PASSAGE TO READ.
Paging Good Morning!
You ok? We haven’t been greeted by your cheeriness for a couple days now.
Hope everyone is hanging in there. I know I’m starting to glimpse some light at the end of the tunnel.
Anonymous
i’m not. i hate this :(. I would rather die than keep on like this indefinitely.
Anonymous
Please seek help for suicidal thoughts.
Monday
Well, I haven’t heard anyone say that this might go on indefinitely. The absolute worst projection I have heard is about 4 years. That’s way too long for my sanity, too, but it is a defined period of time.
Anonymous
Omg, this is an off the charts comment. No one, and then repeat no one, is saying that the US economy should remain closed for four years.
Monday
Omg, this is an off the charts reaction. Nobody said “should;” I said the absolute worst case projection. The source was Donald McNeil Jr. on the Daily podcast yesterday. It was based on how long the fastest record for vaccine development is to date (4 years), but technology is far better now and so we hope and expect it can be shorter.
anon
also, we will not collectively sit at home until we have a vaccine. We need to enable people to take time off when they are sick, so they don’t spread unnecessarily. Ramping up testing, PPE availability and contact tracing is obviously hard work, but we know HOW to do it, as opposed to research which is less predictable.

RECORDS SUPPLIED.
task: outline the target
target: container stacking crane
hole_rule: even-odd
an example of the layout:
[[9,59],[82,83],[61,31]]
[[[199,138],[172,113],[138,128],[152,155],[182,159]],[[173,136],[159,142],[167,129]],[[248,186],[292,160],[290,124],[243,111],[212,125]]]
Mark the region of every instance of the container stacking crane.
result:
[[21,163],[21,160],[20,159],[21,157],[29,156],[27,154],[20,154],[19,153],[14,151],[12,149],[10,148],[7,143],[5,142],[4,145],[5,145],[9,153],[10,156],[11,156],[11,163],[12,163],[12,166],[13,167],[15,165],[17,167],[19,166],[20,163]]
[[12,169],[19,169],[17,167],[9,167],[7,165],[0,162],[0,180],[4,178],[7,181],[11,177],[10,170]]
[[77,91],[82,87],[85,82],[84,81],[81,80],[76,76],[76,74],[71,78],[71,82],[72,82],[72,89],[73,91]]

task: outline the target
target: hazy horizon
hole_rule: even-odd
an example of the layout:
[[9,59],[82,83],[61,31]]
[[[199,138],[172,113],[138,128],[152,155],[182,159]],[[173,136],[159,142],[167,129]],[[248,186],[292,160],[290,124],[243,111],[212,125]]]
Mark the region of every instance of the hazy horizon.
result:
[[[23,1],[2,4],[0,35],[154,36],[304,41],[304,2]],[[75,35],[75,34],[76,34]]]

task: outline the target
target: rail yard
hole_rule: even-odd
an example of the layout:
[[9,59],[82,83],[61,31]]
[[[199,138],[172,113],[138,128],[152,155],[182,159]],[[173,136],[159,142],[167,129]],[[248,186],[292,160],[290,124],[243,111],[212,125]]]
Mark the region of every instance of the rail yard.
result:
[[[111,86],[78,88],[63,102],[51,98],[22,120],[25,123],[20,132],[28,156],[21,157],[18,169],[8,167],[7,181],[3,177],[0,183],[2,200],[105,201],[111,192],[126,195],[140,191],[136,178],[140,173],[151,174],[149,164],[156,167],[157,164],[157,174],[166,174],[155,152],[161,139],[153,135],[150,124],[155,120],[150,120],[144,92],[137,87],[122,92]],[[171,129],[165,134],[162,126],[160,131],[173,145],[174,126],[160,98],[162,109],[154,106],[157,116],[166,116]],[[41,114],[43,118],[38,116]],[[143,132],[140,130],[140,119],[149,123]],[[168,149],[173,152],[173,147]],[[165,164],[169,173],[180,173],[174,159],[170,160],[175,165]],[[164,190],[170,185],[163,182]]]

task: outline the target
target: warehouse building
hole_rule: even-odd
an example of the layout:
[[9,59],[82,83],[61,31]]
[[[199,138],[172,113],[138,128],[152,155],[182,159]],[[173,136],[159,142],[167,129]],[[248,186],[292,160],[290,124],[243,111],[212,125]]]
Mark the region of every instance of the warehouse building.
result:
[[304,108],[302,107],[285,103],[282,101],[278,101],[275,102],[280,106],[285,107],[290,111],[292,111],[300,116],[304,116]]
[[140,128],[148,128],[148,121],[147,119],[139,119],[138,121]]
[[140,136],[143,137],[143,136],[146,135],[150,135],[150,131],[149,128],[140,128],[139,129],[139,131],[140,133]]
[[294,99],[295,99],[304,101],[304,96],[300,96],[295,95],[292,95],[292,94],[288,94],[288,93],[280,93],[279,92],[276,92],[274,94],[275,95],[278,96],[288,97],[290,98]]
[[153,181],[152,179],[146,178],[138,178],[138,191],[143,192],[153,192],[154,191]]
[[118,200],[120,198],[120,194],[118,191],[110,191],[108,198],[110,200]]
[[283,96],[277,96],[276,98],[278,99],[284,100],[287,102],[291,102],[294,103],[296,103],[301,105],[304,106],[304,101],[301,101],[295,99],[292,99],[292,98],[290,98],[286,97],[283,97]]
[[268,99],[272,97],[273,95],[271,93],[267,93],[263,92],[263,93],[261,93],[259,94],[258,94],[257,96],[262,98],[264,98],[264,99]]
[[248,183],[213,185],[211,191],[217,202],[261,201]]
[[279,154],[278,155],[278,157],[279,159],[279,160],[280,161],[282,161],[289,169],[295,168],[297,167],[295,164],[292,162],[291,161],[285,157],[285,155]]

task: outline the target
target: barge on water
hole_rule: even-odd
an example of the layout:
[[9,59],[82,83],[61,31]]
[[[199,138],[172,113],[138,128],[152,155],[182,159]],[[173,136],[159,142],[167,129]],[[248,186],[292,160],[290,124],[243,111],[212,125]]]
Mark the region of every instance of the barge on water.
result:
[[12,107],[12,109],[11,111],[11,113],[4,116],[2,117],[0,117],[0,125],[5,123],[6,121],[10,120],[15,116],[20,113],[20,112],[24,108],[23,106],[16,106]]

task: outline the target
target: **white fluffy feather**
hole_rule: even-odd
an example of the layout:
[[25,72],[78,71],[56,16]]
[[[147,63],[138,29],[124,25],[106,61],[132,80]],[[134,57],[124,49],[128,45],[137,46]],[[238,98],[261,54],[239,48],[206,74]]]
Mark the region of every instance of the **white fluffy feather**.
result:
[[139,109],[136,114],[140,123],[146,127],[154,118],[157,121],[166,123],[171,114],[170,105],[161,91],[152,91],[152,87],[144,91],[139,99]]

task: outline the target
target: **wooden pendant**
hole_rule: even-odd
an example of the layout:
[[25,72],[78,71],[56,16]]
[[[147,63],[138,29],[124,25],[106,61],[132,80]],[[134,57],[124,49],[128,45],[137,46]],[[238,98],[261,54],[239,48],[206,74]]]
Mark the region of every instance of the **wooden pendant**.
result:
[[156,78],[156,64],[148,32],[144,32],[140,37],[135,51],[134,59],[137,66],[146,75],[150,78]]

TASK REQUIREMENTS.
1 – Answer these questions about the comment thread:
(a) What is the worst projection Monday says they have heard?
(b) Whom does Monday give as the source of that projection?
(c) Which three things does anon say need ramping up?
2 – Carry on the comment thread with new replies that pick up after its last comment.
The listing comes from a different source than the comment thread.

ANSWERS.
1 –
(a) About 4 years.
(b) Donald McNeil Jr. on the Daily podcast.
(c) Testing, PPE availability and contact tracing.

2 –
Anon
But no reasonable person thinks we will stay home until we have a vaccine. I have not heard literally one expert even so much as suggest remaining in lockdown until we have a vaccine for everyone. Life may not return to pre-COVID normal until we have a vaccine, but that’s VERY different than having no work/school/daycare. Also, not to be all doom and gloom, but 4 years definitely isn’t a worst case scenario for a vaccine – there’s no guarantee we will have one at all. We still don’t have one for HIV and that’s been 30? 40? years of serious work. Large parts of the economy are obviously going to reopen before we have a vaccine.
OP
Where are you located at? Have you been seeing any news about your local government starting to lift all the rules? I know we still have a very long way to go, and this will still be a very dangerous disease for a lot of people, but we are making progress.
What helped me start turning the corner is realizing life will not be like this until a vaccine. Life will not be like this until herd immunity. Both of which will take a very long time. We are starting to plan and figure out how to adapt as a society to this new threat. It won’t be perfect, but we are starting to come through this thing.
Take some time to do something that makes you smile today. It’s all going to be alright! Hugs from an internet stranger.
anon
+1 I may also suggest taking a break from this board, I think there’s a lot of anxious posters who are making it seem as though we will be in quarantine until we have a perfect solution and that’s absolutely not the case but it can feel like it when you read post after post with that tone.
Anonymous
I find this board to be the opposite of what you describe. Too many people posting that life is just not worth living unless we go back to business as usual so we need to end quarantine now. That stresses me out.
anon
Perhaps you should also take a break from this board then. I don’t disagree that there are a lot of people also posting as you described but I was responding to someone who is clearly spiraling in thinking this will never end which ins’t true.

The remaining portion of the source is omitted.